WHAT YOU SHOULD DO
Copy all the records exactly; the complete set is the expected result.

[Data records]

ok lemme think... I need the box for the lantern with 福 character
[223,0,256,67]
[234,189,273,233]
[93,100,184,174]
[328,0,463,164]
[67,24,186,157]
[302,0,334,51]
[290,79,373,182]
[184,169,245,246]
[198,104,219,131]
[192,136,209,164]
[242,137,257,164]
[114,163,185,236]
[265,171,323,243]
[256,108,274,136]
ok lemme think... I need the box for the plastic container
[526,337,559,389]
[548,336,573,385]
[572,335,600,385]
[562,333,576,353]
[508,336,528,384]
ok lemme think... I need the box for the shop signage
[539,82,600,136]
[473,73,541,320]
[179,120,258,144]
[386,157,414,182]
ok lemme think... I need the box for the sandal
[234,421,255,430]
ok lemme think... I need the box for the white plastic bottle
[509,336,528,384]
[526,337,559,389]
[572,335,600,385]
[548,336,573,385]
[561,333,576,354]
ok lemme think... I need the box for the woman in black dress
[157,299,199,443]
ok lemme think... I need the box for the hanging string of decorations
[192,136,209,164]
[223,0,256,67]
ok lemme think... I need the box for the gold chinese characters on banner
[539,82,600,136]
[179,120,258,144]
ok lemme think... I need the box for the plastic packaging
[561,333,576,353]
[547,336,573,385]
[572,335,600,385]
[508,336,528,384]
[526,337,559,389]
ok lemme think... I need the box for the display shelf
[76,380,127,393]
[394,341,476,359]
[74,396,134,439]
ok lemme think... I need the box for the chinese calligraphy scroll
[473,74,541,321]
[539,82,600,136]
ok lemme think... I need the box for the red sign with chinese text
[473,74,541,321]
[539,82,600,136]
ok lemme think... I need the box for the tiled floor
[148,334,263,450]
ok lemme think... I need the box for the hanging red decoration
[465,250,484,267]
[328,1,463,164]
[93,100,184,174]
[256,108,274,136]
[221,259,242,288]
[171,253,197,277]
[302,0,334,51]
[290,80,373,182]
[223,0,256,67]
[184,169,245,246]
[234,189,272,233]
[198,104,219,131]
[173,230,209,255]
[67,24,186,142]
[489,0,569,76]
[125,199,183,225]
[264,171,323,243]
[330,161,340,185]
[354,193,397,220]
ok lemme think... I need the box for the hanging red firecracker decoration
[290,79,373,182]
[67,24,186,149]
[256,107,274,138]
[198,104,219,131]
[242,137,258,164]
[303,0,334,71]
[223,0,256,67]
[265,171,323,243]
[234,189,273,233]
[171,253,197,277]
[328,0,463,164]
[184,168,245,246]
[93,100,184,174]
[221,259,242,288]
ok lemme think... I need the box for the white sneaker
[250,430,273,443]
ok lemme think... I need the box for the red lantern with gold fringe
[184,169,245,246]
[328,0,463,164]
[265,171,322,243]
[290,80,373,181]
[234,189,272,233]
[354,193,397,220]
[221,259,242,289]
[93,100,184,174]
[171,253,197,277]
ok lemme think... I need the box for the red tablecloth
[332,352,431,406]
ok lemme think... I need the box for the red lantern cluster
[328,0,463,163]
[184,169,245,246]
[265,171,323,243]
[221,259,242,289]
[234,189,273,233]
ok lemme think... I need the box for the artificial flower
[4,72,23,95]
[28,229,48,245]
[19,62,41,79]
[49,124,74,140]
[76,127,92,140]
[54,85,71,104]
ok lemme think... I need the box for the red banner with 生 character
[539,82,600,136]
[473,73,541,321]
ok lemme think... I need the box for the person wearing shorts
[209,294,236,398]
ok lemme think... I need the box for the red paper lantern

FINISHED EXERCISE
ok lemme think... I need the box for the lantern with 福 character
[223,0,256,67]
[234,189,273,233]
[93,100,184,174]
[328,0,463,164]
[67,24,186,157]
[302,0,334,51]
[290,79,373,182]
[184,169,245,246]
[198,104,219,131]
[192,136,209,164]
[242,137,257,164]
[114,163,185,236]
[265,171,323,243]
[256,108,274,136]
ok lemme think... I need the box for the plastic container
[526,337,559,389]
[548,336,573,385]
[572,335,600,385]
[562,333,576,353]
[508,336,528,384]
ok lemme think... I need the box for the shop signage
[539,82,600,136]
[473,73,541,320]
[179,120,258,144]
[386,157,414,182]
ok lemme think... I need the box for the sandal
[234,421,255,430]
ok lemme think... I need the box for the white plastic bottle
[509,336,528,384]
[526,337,559,389]
[572,335,600,385]
[548,336,573,385]
[561,333,576,354]
ok lemme think... I need the box for the woman in black dress
[157,299,199,443]
ok lemme think... I need the box for the hanging string of decorations
[192,136,209,164]
[223,0,256,67]
ok lemme think... I need the box for the gold chinese characters on banner
[539,82,600,136]
[179,120,258,144]
ok lemme think... I need the box for the plastic packaging
[561,333,576,353]
[547,336,573,385]
[572,335,600,385]
[508,336,528,384]
[526,337,559,389]
ok lemme think... I need the box for the display shelf
[76,380,127,393]
[394,341,476,359]
[74,396,134,439]
ok lemme think... I need the box for the chinese calligraphy scroll
[473,74,541,321]
[539,82,600,136]
ok lemme think... I need the box for the red sign with chinese text
[473,74,541,321]
[539,82,600,136]
ok lemme think... I need the box for the tiled floor
[148,334,263,450]
ok lemme think... I need the box for the hanging red decoration
[465,250,484,267]
[328,1,463,164]
[93,100,184,174]
[256,108,274,136]
[221,259,242,288]
[171,253,197,277]
[302,0,334,51]
[290,80,373,182]
[223,0,256,67]
[184,169,245,246]
[234,189,272,233]
[198,104,219,131]
[173,230,209,255]
[67,24,186,142]
[489,0,569,76]
[125,199,183,225]
[264,171,323,243]
[330,161,340,185]
[354,193,397,220]
ok lemme think... I need the box for the hanging red firecracker decoration
[290,79,373,182]
[67,24,186,149]
[256,107,274,138]
[198,104,219,131]
[242,137,258,164]
[303,0,334,71]
[223,0,256,67]
[265,171,323,243]
[234,189,273,233]
[171,253,197,277]
[328,0,463,164]
[184,168,245,246]
[93,100,184,174]
[221,259,242,288]
ok lemme think... I need the box for the white sneaker
[250,430,273,443]
ok lemme think... I need the box for the red lantern with gold fringe
[184,169,245,246]
[328,0,463,164]
[265,171,322,243]
[290,80,373,181]
[234,189,272,233]
[354,193,397,220]
[221,259,242,289]
[93,100,184,174]
[171,253,197,277]
ok lemme think... I need the box for the red tablecloth
[332,352,431,406]
ok lemme think... I need the box for the red lantern cluster
[328,0,463,163]
[184,169,245,246]
[265,171,323,243]
[221,259,242,289]
[234,189,273,233]
ok lemme think... I need the box for the artificial flower
[4,72,23,95]
[28,229,48,245]
[19,62,41,79]
[49,124,74,140]
[76,127,92,140]
[54,85,71,104]
ok lemme think... I need the box for the red banner with 生 character
[539,82,600,136]
[473,73,541,321]
ok lemme think... I need the box for the person wearing shorts
[209,294,236,398]
ok lemme think... I need the box for the red paper lantern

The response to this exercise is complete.